* **Goal of the exercise**
Copy out all the entries below, replacing every "locate" with "find_regions" and keeping everything else the same. Leave the pictures out of your answer.

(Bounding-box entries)
— Begin —
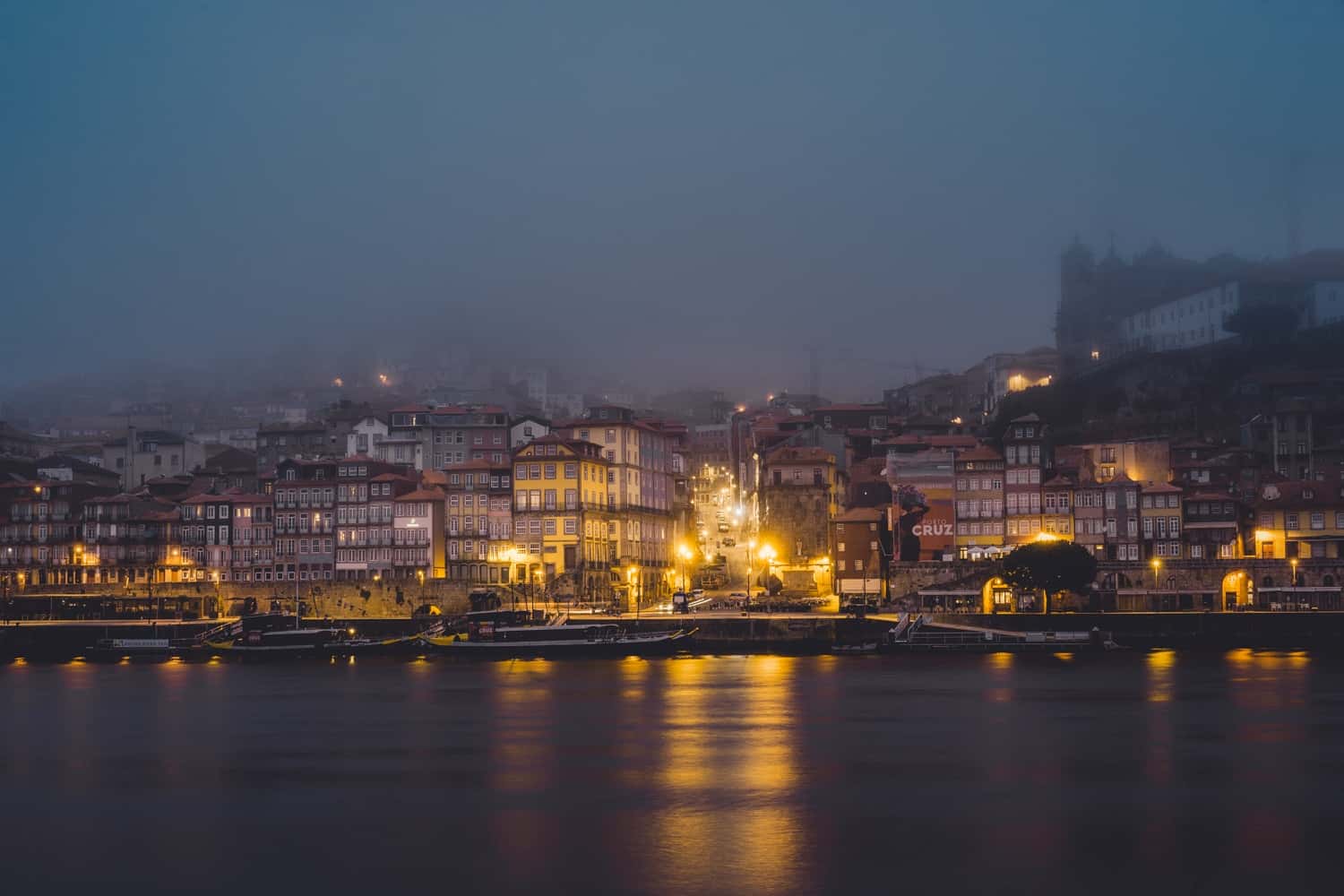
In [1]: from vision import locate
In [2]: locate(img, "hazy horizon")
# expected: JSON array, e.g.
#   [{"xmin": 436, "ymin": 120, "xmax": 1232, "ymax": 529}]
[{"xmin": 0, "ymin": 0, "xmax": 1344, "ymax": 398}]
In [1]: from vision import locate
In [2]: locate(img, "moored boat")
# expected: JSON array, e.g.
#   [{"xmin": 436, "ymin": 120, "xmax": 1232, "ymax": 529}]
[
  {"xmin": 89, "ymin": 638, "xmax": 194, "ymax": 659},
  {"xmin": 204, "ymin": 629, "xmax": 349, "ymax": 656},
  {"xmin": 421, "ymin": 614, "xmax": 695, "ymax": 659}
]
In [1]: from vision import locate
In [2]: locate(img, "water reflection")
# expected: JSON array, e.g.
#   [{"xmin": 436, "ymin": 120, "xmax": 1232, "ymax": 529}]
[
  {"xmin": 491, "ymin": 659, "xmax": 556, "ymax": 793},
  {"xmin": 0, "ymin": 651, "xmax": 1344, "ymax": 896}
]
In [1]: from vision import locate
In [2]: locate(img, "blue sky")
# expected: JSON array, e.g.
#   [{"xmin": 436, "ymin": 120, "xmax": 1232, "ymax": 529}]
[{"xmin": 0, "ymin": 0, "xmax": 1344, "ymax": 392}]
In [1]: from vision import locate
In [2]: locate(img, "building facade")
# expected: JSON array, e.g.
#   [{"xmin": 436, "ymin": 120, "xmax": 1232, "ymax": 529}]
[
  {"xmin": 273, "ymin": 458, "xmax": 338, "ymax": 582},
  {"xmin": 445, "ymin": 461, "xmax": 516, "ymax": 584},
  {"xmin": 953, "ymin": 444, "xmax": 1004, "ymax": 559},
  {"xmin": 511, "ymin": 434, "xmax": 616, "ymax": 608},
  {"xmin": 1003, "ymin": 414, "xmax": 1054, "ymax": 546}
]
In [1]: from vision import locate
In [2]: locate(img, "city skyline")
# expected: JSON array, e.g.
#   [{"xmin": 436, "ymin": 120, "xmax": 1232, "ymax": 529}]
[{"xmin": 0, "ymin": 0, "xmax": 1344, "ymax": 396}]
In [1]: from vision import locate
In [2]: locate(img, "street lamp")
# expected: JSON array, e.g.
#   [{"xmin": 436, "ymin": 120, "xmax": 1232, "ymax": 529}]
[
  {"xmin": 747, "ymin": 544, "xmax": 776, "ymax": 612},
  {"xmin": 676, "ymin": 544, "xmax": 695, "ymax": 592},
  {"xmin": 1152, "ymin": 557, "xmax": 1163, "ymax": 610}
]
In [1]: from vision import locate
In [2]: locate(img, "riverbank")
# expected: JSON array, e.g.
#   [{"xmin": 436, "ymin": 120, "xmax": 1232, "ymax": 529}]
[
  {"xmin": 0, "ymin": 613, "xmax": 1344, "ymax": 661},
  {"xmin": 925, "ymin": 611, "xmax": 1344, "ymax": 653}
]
— End —
* **Answer to this exercise**
In [1]: from vision import find_regions
In [2]: find_regions(img, "hazy horizon")
# expected: JSON array, e.g.
#   [{"xmin": 436, "ymin": 120, "xmax": 1232, "ymax": 529}]
[{"xmin": 0, "ymin": 0, "xmax": 1344, "ymax": 398}]
In [1]: from vision import find_regions
In [2]: find_regions(img, "moored boat")
# expected: JSON array, e.g.
#   [{"xmin": 436, "ymin": 120, "xmax": 1232, "ymax": 529}]
[
  {"xmin": 89, "ymin": 638, "xmax": 194, "ymax": 659},
  {"xmin": 204, "ymin": 629, "xmax": 349, "ymax": 656},
  {"xmin": 421, "ymin": 614, "xmax": 695, "ymax": 659}
]
In [1]: from vision import find_regions
In [2]: find_regions(img, "water reflection")
# expected: JSON array, e.g.
#   [{"xmin": 436, "ymin": 120, "xmax": 1232, "ymax": 529}]
[
  {"xmin": 491, "ymin": 659, "xmax": 556, "ymax": 793},
  {"xmin": 0, "ymin": 651, "xmax": 1344, "ymax": 896}
]
In [1]: from vision import find_regions
In [2]: find_regions(img, "blue sky")
# expected: JSON array, e.g.
#   [{"xmin": 436, "ymin": 120, "xmax": 1232, "ymax": 529}]
[{"xmin": 0, "ymin": 0, "xmax": 1344, "ymax": 392}]
In [1]: from vision import find_regions
In [2]: find_regions(img, "building facade")
# expected: JSON array, e.g.
#   [{"xmin": 436, "ymin": 120, "xmax": 1232, "ymax": 529}]
[
  {"xmin": 273, "ymin": 458, "xmax": 338, "ymax": 582},
  {"xmin": 445, "ymin": 461, "xmax": 516, "ymax": 584},
  {"xmin": 953, "ymin": 444, "xmax": 1004, "ymax": 559},
  {"xmin": 511, "ymin": 434, "xmax": 616, "ymax": 608},
  {"xmin": 1003, "ymin": 414, "xmax": 1054, "ymax": 546}
]
In [1]: from vision import find_regions
In [2]: find_regions(img, "city skyline")
# expected: JSON array, e.g.
#   [{"xmin": 436, "ymin": 120, "xmax": 1232, "ymax": 529}]
[{"xmin": 0, "ymin": 0, "xmax": 1344, "ymax": 396}]
In [1]: from vision import find_regions
In [2]: find_regions(img, "street lamp")
# expected: JSON array, e.g.
#   [{"xmin": 436, "ymin": 120, "xmax": 1232, "ymax": 529}]
[
  {"xmin": 747, "ymin": 544, "xmax": 776, "ymax": 612},
  {"xmin": 676, "ymin": 544, "xmax": 695, "ymax": 592},
  {"xmin": 1152, "ymin": 557, "xmax": 1163, "ymax": 610}
]
In [1]: from vision import find_regions
In [2]: find_regions(img, "riverbank")
# expected: JSON array, e.g.
#   [{"xmin": 436, "ymin": 120, "xmax": 1232, "ymax": 529}]
[
  {"xmin": 0, "ymin": 613, "xmax": 1344, "ymax": 661},
  {"xmin": 925, "ymin": 611, "xmax": 1344, "ymax": 653}
]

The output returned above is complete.